**** RECORDS FOR THIS TASK
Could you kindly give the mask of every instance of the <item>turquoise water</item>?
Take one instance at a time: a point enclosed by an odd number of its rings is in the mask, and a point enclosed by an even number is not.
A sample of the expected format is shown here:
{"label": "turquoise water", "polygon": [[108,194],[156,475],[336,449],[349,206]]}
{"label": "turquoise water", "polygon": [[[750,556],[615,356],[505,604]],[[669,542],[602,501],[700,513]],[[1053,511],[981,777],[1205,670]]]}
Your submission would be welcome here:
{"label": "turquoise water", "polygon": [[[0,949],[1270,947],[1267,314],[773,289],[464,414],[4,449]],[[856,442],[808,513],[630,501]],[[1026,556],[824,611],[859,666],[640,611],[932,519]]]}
********
§ **PROBLEM STATEMENT**:
Reproduce the data above, substituting "region" for every occurrence of "mask" and leaving everything else unchanged.

§ **RESPONSE TO THIS TASK**:
Could you kindly give the region of every instance of the <item>turquoise water</item>?
Take one instance at a time: a point enclosed by an odd number of its rings is in the region, and a point enclosed by an even number is not.
A sample of the expected format is shown here:
{"label": "turquoise water", "polygon": [[108,194],[156,475],[336,449],[349,206]]}
{"label": "turquoise water", "polygon": [[[750,556],[615,356],[505,604]],[[669,542],[602,501],[700,513]],[[1053,511],[981,777],[1205,670]]]}
Your submission would be welcome here:
{"label": "turquoise water", "polygon": [[[0,949],[1270,947],[1267,314],[773,289],[464,414],[4,449]],[[856,442],[808,513],[630,501]],[[1026,556],[824,611],[859,666],[640,611],[932,519]]]}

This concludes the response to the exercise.